__Directions__.
a – In the bug report about the unescaped comma in GSI_DAEMON_NAME, which header fields have a value filled in, and what is each value?
b – Could you carry the bug report about the unescaped comma in GSI_DAEMON_NAME further, writing on from its final sentence?

__Extract to read__.
··········

Project

General

Profile

Bug #22779

Not escaped comma in GSI_DAEMON_NAME causing problems

Added by Marco Mambelli 6 months ago. Updated 4 months ago.

Status:
Closed
Priority:
High
Assignee:
Category:
Glidein
Target version:
Start date:
06/20/2019
Due date:
% Done:

0%

Estimated time:
First Occurred:
Occurs In:
Stakeholders:
Duration:

Description

GSI_DAEMON_NAME is used by the master daemon in the Glideins to authenticate.
The new UCSD DN has a comma (not present in previous DNs) which is not escaped in the GSI_DAEMON_NAME of the Glidein condor configuration.
The comma is normally a list separator, so this causes problems in the attribute in the configuration/classad
The problem affects only the master in the Glidein that cannot advertise itself to the collector (owned by the VO).
And it affects the ability to kill the glideins from the Frontend (glidein_off, limited debug use), the regular cycle and killing form the Factory (via schedd) are OK, so it is not an emergency

The startd in the Glidein uses a mapfile for authentication.
The suggestion is to use a mapfile also for the master, it may be a different one if the list of DN (currently in GSI_DAEMON_NAME) is different.

··········

__Supplied information__.
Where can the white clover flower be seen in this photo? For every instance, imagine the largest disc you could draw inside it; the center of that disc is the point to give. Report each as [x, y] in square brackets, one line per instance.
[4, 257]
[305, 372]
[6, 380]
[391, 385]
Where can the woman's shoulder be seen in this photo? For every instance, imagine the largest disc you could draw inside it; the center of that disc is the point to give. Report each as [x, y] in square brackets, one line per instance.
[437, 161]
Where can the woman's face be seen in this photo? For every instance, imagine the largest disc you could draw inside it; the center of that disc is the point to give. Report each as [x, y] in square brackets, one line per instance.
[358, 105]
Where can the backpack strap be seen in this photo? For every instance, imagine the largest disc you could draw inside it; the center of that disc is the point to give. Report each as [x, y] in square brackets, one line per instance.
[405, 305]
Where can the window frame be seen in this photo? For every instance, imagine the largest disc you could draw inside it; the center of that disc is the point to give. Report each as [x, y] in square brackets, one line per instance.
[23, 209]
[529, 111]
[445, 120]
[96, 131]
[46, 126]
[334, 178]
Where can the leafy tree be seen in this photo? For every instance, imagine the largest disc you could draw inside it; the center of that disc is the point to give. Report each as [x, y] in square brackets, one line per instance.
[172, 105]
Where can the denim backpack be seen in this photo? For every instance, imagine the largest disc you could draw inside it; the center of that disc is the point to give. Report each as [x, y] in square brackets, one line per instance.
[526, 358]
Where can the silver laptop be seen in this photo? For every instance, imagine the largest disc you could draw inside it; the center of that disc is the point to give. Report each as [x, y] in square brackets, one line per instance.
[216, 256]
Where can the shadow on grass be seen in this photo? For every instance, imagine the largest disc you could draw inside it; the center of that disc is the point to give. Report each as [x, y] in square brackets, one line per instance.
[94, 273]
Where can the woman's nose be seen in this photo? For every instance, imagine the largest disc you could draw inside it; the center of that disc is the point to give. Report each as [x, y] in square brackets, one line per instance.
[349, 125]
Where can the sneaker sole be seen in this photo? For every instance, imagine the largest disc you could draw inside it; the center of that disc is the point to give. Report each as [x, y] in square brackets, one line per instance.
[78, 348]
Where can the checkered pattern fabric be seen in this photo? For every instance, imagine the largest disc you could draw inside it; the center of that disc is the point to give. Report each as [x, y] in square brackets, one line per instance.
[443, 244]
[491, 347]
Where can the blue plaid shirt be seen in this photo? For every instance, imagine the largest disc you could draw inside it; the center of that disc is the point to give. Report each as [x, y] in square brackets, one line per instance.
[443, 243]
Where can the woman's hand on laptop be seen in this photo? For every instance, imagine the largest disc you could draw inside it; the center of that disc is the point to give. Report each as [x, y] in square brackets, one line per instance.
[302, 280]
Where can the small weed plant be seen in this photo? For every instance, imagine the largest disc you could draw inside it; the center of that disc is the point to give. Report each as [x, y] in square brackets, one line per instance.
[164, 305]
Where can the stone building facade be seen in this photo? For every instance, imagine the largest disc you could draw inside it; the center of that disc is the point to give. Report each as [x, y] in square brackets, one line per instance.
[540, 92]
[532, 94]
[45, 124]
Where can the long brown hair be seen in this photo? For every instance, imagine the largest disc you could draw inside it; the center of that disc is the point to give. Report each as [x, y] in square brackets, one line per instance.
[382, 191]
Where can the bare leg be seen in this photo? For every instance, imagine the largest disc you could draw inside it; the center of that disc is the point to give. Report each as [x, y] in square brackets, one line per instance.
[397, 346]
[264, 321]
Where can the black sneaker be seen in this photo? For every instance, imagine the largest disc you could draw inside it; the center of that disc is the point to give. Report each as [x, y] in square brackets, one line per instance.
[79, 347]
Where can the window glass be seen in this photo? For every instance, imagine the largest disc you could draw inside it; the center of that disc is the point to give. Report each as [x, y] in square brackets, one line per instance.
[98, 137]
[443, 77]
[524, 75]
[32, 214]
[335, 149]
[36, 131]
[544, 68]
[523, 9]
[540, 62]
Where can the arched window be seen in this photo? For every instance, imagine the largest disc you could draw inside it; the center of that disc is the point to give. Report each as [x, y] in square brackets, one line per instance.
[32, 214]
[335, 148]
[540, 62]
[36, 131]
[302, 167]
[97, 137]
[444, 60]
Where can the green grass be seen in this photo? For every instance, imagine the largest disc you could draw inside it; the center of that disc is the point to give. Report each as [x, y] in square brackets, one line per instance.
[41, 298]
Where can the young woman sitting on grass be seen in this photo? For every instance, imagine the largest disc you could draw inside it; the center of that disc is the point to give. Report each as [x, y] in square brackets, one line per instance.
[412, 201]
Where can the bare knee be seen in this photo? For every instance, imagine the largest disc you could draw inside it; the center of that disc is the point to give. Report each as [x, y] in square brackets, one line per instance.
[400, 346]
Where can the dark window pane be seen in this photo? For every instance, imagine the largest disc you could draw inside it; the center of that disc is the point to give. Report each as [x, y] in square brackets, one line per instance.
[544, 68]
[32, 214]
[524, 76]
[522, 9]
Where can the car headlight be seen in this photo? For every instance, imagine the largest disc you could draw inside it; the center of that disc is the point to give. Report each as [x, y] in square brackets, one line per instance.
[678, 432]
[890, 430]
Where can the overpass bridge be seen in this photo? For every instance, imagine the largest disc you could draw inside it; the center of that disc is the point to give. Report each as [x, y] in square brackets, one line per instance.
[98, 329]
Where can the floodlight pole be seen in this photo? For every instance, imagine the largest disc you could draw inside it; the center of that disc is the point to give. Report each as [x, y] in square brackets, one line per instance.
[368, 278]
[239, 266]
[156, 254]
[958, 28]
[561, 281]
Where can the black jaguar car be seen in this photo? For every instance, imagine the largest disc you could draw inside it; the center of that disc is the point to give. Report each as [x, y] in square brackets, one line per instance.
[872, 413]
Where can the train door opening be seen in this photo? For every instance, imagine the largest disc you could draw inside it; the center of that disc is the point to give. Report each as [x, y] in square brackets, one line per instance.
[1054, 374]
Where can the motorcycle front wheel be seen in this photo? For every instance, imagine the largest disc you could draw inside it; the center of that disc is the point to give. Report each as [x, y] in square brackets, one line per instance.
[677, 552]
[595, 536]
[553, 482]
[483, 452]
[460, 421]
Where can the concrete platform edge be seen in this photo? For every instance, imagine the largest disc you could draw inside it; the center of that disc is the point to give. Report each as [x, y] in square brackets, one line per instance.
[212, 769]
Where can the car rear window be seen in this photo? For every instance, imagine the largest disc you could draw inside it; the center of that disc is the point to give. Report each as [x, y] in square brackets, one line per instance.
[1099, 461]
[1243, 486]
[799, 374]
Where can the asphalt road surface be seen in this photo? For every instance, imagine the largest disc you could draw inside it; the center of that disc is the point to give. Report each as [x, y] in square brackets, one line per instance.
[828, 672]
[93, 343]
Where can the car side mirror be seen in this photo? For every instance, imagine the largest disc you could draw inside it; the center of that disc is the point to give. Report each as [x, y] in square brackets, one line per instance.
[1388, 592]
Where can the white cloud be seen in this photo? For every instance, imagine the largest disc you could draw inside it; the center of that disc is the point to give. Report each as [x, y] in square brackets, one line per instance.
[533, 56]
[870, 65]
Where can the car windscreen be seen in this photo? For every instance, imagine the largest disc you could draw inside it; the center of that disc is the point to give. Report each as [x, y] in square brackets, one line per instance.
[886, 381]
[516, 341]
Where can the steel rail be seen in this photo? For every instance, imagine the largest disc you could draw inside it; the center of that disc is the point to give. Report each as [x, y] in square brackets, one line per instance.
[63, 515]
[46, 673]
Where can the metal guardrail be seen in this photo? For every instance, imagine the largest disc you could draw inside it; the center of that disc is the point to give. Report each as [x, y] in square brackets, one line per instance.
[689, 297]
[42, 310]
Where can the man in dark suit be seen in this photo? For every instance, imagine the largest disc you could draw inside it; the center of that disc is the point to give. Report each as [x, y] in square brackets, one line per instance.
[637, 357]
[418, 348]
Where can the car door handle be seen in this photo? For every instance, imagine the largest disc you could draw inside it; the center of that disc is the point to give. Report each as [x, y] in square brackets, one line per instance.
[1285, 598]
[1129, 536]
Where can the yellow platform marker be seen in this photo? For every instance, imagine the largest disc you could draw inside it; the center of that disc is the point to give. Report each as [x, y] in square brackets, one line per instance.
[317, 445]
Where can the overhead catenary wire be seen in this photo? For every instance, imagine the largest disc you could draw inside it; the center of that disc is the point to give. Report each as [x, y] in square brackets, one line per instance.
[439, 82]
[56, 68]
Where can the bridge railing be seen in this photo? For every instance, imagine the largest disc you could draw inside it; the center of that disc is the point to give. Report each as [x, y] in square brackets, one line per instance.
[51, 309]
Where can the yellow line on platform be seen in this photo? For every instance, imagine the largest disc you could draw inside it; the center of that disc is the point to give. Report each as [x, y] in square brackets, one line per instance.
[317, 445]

··········

__Answers in order__.
a –
- Status: Closed
- Priority: High
- Category: Glidein
- Start date: 06/20/2019
- % Done: 0%

b –
Make also sure that:
  • eliminating GSI_DAEMON_NAME and related config changes do not break anything
  • GSI_DAEMON_NAME is not used somewhere else (Frontend or Facotry). If it is it should be replaced w/ the mapfile or the content should be escaped to allow commas in the DN

Here the problem as reported by Edgar:

Indeed this is a wide scale problem. Since all pools at UCSD have the problems. IT is not only limited to NIKHEF. We looked at a pilot at UCSD and it has same problems in the master log:

06/12/19 10:16:45 (pid:45400) ERROR: AUTHENTICATE:1003:Failed to authenticate with any method|AUTHENTICATE:1004:Failed to authenticate using GSI|GSI:5006:Failed to authenticate because the subject '/DC=org/DC=incommon/C=US/ST=CA/L=La Jolla/O=University of California, San Diego/OU=UCSD/CN=osg-ligo-1.t2.ucsd.edu' is not currently trusted by you.  If it should be, add it to GSI_DAEMON_NAME or undefine GSI_DAEMON_NAME.
06/12/19 10:16:45 (pid:45400) CCBListener: connection to CCB server osg-ligo-1.t2.ucsd.edu:9630 failed; will try to reconnect in 60 seconds.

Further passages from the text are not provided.